CRN: Do you see a lot of confusion out there in the VAR channel?
MacArthur: It’s absolutely enormous. One of the biggest confusions is ... a VAR is reluctant to get involved in risk and compliance because they think their job is to make the customer compliant, and it isn’t. The big difference is their job is not to make the customer compliant – it’s to reduce the cost of compliance and allow it to be monitored.
So for example, all US publicly held corporations operating out of Australia have to meet Sarbanes-Oxley 404 Internal Controls. (Section 404 requires a company to take responsibility for establishing and maintaining an internal control structure and procedures for financial reporting). The deadline for that was the 15th of November last year.

*Instruction A:*
Retype every line of the records below word for word, omitting the picture.
*Instruction B:*
Extend the interview on compliance, starting after its last sentence.
The records have no connection to the interview on compliance.

*Dataset rows:*

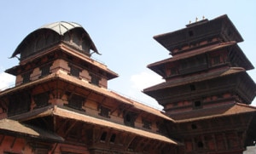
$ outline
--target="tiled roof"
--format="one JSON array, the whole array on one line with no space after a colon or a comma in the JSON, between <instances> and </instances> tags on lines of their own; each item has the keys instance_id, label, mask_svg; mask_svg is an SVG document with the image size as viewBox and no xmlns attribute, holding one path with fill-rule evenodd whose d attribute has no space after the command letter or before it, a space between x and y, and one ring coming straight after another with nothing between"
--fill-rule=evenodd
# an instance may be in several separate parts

*Response A:*
$ outline
--target="tiled roof"
--format="one JSON array, the whole array on one line with no space after a colon or a comma in the JSON, between <instances> and </instances> tags on lines of their own; each item has the keys instance_id, label, mask_svg; mask_svg is an SVG document with the image size as viewBox and no xmlns attribute, holding one path with fill-rule evenodd whose d attribute has no space after the command letter or before it, a space between x and y, and one ring coming straight after another with nothing between"
--fill-rule=evenodd
# an instance may be in several separate parts

*Response B:*
So those subsidiaries of US companies or US corporations operating out of A/NZ right now have a problem, and that is how to reduce the cost of meeting those compliance requirements. So firstly they have to figure out an infrastructure play that’s going to deal with that around storage, server integration and so on. And the second thing they’ve got to work out is, ‘How can it be monitored efficiently by their auditors?’ Because Ernst and Young [for example] may come along every quarter and plug into that company and make an assessment about its risk and compliance strategy and how it’s meeting Sarbanes-Oxley.
The core business of a VAR is to reduce the cost of meeting certain business requirements. So what we’ve done is formalise the program which a vendor such as IBM [or] HP can get involved and demonstrate a business case to the VAR. I want to make the VAR a successful business. We focus on that and go to IBM and say, ‘Look, take your [MDF] funds and invest in this way, it will pull through your product and gives the VAR a solution sale’.
CRN: If this gap is not filled, what are these VARs going to potentially come up against if they don’t have the skills that are required?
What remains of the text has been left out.